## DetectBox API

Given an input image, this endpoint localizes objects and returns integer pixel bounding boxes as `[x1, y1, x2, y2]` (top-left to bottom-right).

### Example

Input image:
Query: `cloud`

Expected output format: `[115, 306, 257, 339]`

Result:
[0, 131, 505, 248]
⁂
--- Your objective ---
Return every line from the items above that contains the string "image", treating uppercase and lowercase as different.

--- Reply to the task ---
Given an input image, this endpoint localizes objects and returns integer pixel bounding boxes as `[x1, y1, x2, y2]` (top-left to bottom-right).
Input image:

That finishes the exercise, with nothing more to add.